-- start Records shown --
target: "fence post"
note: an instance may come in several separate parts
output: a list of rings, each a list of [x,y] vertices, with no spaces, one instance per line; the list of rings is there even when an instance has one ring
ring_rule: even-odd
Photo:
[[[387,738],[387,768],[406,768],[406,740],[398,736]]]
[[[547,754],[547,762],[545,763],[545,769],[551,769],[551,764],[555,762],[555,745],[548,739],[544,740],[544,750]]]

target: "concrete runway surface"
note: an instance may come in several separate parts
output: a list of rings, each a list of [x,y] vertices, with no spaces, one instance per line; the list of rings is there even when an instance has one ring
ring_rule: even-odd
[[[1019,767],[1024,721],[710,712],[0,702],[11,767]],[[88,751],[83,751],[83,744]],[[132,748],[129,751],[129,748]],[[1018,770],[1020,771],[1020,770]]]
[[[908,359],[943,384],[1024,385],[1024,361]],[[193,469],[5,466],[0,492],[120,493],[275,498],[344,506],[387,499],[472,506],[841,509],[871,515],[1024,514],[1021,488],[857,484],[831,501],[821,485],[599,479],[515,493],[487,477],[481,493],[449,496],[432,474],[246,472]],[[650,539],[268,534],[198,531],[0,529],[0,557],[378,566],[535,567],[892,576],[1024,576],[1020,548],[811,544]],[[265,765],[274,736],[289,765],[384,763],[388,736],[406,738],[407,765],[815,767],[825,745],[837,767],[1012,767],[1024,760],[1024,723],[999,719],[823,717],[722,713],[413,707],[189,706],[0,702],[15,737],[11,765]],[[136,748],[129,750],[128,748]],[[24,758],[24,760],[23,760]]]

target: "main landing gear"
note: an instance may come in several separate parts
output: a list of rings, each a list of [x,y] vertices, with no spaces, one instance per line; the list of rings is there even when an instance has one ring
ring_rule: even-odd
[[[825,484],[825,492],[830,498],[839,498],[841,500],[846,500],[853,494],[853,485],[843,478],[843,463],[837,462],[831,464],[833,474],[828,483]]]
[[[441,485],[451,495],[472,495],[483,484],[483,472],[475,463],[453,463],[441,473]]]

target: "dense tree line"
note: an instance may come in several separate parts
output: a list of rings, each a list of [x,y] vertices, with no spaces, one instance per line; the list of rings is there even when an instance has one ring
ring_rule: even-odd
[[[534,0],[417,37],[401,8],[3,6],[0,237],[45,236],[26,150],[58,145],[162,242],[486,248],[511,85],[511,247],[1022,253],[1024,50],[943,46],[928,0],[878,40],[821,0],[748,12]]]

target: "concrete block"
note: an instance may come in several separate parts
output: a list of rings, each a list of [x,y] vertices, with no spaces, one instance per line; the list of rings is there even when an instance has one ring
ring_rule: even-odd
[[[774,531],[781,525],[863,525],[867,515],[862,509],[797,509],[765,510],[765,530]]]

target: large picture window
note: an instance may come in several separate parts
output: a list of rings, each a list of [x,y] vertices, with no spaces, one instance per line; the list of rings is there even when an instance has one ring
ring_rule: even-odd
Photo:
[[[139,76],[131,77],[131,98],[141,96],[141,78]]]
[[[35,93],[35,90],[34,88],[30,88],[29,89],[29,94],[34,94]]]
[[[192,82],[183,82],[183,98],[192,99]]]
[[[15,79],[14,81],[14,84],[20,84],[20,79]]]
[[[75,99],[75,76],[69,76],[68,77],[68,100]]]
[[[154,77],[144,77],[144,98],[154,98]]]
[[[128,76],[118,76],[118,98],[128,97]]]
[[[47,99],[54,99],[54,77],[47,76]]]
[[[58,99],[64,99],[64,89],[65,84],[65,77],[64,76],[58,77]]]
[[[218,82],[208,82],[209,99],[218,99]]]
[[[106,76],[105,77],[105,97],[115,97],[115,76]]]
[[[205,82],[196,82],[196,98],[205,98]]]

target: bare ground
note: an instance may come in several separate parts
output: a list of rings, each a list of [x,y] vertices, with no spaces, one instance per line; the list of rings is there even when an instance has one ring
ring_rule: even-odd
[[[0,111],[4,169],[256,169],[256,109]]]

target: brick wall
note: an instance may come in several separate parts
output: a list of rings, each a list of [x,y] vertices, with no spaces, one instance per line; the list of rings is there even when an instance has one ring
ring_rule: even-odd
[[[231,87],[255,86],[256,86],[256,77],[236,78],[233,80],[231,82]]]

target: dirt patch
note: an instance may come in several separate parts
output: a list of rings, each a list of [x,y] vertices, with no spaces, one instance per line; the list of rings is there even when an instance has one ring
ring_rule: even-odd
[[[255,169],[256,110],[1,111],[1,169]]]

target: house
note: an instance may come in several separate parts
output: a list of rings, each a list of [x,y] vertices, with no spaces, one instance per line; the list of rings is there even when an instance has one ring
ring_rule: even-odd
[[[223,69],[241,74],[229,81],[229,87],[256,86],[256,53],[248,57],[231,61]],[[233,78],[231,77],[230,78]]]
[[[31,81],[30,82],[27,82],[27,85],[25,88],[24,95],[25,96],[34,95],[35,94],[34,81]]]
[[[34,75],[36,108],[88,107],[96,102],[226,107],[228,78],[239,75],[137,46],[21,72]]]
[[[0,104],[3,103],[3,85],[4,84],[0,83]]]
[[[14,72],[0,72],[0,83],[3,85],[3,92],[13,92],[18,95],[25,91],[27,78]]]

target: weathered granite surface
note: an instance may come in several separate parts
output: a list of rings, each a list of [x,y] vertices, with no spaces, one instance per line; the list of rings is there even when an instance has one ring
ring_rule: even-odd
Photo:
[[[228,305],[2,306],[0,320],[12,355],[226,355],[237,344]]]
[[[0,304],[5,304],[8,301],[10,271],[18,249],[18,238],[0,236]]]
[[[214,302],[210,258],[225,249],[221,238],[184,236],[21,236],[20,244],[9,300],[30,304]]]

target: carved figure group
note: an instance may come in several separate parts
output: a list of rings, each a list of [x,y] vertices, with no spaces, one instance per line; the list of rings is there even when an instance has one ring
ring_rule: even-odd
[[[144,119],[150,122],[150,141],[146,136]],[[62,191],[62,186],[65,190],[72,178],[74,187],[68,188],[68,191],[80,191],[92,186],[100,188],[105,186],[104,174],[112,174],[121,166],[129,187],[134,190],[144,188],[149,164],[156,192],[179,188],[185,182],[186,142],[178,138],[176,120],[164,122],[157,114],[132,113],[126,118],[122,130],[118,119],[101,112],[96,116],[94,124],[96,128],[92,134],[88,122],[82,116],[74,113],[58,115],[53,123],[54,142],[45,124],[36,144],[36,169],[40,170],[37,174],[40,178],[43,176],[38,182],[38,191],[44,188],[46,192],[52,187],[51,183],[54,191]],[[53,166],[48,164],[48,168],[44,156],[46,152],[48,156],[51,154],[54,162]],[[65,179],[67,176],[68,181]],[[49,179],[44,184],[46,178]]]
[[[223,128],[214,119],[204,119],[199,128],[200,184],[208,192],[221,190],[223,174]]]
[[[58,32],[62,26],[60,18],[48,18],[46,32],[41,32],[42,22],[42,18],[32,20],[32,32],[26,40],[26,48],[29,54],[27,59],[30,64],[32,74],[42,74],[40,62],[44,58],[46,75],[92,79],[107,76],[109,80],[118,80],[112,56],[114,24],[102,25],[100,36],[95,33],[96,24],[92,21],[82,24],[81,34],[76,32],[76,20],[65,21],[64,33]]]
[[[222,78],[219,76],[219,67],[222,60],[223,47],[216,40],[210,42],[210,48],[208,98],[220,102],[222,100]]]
-- end Records shown --
▶ _Work required_: Reproduce all of the rows above word for word, with no changes.

▶ _Answer to this problem_:
target: "fence post"
note: an instance may come in several separate parts
output: a list of rings, each a list of [x,y] vertices, with no spaces, one instance per line; the list of rings is there even when an instance has one ring
ring_rule: even-odd
Photo:
[[[387,738],[387,768],[406,768],[406,740],[398,736]]]
[[[547,754],[547,762],[545,763],[545,769],[551,769],[551,764],[555,762],[555,745],[548,739],[544,740],[544,750]]]

target: "concrete runway surface"
note: an instance may come in several separate parts
output: a list of rings, each a list of [x,y] vertices, with no spaces, one instance per line; the list of rings is there even when an instance has one ring
ring_rule: even-odd
[[[1019,767],[1024,721],[710,712],[0,702],[11,767]],[[88,751],[83,751],[83,744]],[[132,748],[129,751],[129,748]],[[1018,770],[1020,771],[1020,770]]]
[[[908,359],[943,384],[1024,385],[1024,361]],[[193,469],[5,466],[0,492],[120,493],[275,498],[344,506],[387,499],[472,506],[841,509],[871,515],[1024,514],[1021,488],[857,484],[831,501],[821,485],[599,479],[515,493],[487,477],[481,493],[449,496],[432,474],[246,472]],[[650,539],[268,534],[198,531],[0,529],[0,557],[378,566],[535,567],[892,576],[1024,576],[1020,548],[811,544]],[[265,765],[274,736],[289,765],[384,763],[388,736],[406,738],[407,765],[815,767],[825,745],[837,767],[1012,767],[1024,760],[1024,723],[999,719],[823,717],[722,713],[413,707],[189,706],[0,702],[15,737],[11,765]],[[136,748],[129,750],[128,748]],[[24,758],[24,760],[23,760]]]

target: "main landing gear"
note: an instance may come in several separate parts
output: a list of rings, each a list of [x,y] vertices, with no spaces, one instance per line; the list of rings is there even when an instance has one ring
ring_rule: even-odd
[[[825,484],[825,492],[830,498],[839,498],[841,500],[846,500],[853,494],[853,485],[843,478],[843,463],[837,462],[831,464],[833,474],[828,483]]]
[[[441,485],[451,495],[472,495],[483,484],[483,472],[475,463],[453,463],[441,473]]]

target: "dense tree line"
note: an instance may come in several separate parts
output: a list of rings, each a list of [x,y] vertices, with no spaces, one instance per line; the list of rings is there even when an instance has one ring
ring_rule: even-odd
[[[534,0],[417,37],[401,8],[3,6],[0,237],[45,236],[26,150],[58,145],[162,242],[486,248],[511,85],[511,247],[1022,253],[1024,50],[943,46],[928,0],[878,40],[821,0],[748,12]]]

target: "concrete block"
note: an instance may come in several separate parts
output: a list of rings, each a list of [x,y] vertices, with no spaces, one instance per line; the list of rings is there even when an instance has one ring
ring_rule: even-odd
[[[774,531],[781,525],[863,525],[867,515],[862,509],[797,509],[765,510],[765,530]]]

target: large picture window
note: an instance may come in several separate parts
output: a list of rings, each a list of [x,y] vertices, with no spaces, one instance per line; the list of rings is there even when an instance has one ring
ring_rule: even-odd
Photo:
[[[139,76],[131,77],[131,98],[141,96],[141,78]]]
[[[35,93],[35,90],[34,88],[30,88],[29,89],[29,94],[34,94]]]
[[[192,82],[183,82],[183,98],[192,99]]]
[[[15,79],[14,81],[14,84],[20,84],[20,79]]]
[[[75,99],[75,76],[69,76],[68,77],[68,100]]]
[[[154,77],[144,77],[144,98],[154,98]]]
[[[128,76],[118,76],[118,98],[128,97]]]
[[[47,99],[54,99],[54,77],[47,76]]]
[[[58,99],[64,99],[64,89],[65,84],[65,77],[64,76],[58,77]]]
[[[218,82],[208,82],[209,99],[218,99]]]
[[[106,76],[105,77],[105,97],[115,97],[115,76]]]
[[[205,82],[196,82],[196,98],[205,98]]]

target: bare ground
note: an instance may come in several separate parts
output: a list of rings, each a list of [x,y] vertices, with no spaces, one instance per line; the list of rings is there even when an instance has one ring
ring_rule: even-odd
[[[0,111],[4,169],[256,169],[256,109]]]

target: brick wall
note: an instance may come in several separate parts
output: a list of rings, each a list of [x,y] vertices, with no spaces, one instance per line; the list of rings is there even when an instance has one ring
ring_rule: even-odd
[[[231,87],[255,86],[256,86],[256,77],[236,78],[233,80],[231,82]]]

target: dirt patch
note: an instance may come in several separate parts
output: a list of rings, each a list of [x,y] vertices, with no spaces, one instance per line; the list of rings is there even when an instance has one ring
ring_rule: even-odd
[[[255,169],[256,110],[1,111],[1,169]]]

target: house
note: an instance may come in several separate parts
output: a list of rings, each a list of [x,y] vertices, with no spaces, one instance per line; the list of rings is there even when an instance has one ring
ring_rule: even-odd
[[[223,69],[241,74],[229,81],[229,87],[256,86],[256,53],[248,57],[231,61]],[[233,78],[231,77],[230,78]]]
[[[31,81],[30,82],[27,82],[27,85],[25,88],[24,95],[25,96],[34,95],[35,94],[34,81]]]
[[[34,75],[36,108],[88,107],[96,102],[226,107],[228,78],[239,75],[137,46],[21,72]]]
[[[0,104],[3,103],[3,85],[4,84],[0,83]]]
[[[14,72],[0,72],[0,83],[3,85],[3,92],[13,92],[18,95],[25,91],[27,78]]]

target: weathered granite surface
note: an instance may come in several separate parts
output: a list of rings, each a list of [x,y] vertices, with no spaces, one instance per line; the list of rings is there even when an instance has one ring
ring_rule: even-odd
Photo:
[[[228,305],[2,306],[0,320],[12,355],[226,355],[237,344]]]
[[[0,304],[5,304],[8,301],[10,271],[18,249],[18,238],[0,236]]]
[[[214,302],[210,258],[225,249],[221,238],[184,236],[21,236],[20,244],[9,300],[30,304]]]

target: carved figure group
note: an instance may come in several separate parts
output: a list of rings, each a list of [x,y] vertices, with no spaces, one instance per line; the list of rings is there even when an instance has one ring
ring_rule: even-odd
[[[144,119],[150,122],[150,141],[146,136]],[[62,191],[62,186],[65,190],[72,178],[74,187],[68,188],[68,191],[80,191],[92,186],[100,188],[105,186],[104,174],[112,174],[121,166],[129,187],[134,190],[144,188],[149,164],[156,192],[179,188],[185,182],[186,142],[178,138],[176,120],[164,122],[157,114],[132,113],[126,118],[122,130],[118,119],[101,112],[96,116],[94,124],[96,128],[92,134],[88,122],[82,116],[74,113],[58,115],[53,123],[54,142],[45,124],[36,144],[36,169],[40,170],[37,174],[40,178],[43,176],[38,182],[38,191],[44,188],[46,192],[52,187],[51,183],[54,191]],[[53,166],[48,164],[48,168],[44,156],[46,152],[48,156],[51,154],[54,162]],[[65,179],[67,176],[68,181]],[[49,179],[44,184],[46,178]]]
[[[223,128],[214,119],[204,119],[199,128],[200,184],[208,192],[221,190],[223,174]]]
[[[58,32],[62,26],[60,18],[48,18],[46,32],[41,32],[42,22],[42,18],[32,20],[32,32],[26,40],[26,48],[29,54],[27,59],[30,64],[32,74],[42,74],[40,62],[44,58],[46,75],[92,79],[107,76],[109,80],[118,80],[112,56],[114,24],[102,25],[100,36],[95,33],[96,24],[92,21],[82,24],[81,34],[76,32],[76,20],[65,21],[64,33]]]
[[[222,78],[219,76],[219,67],[222,60],[223,47],[216,40],[210,42],[210,48],[208,98],[220,102],[222,100]]]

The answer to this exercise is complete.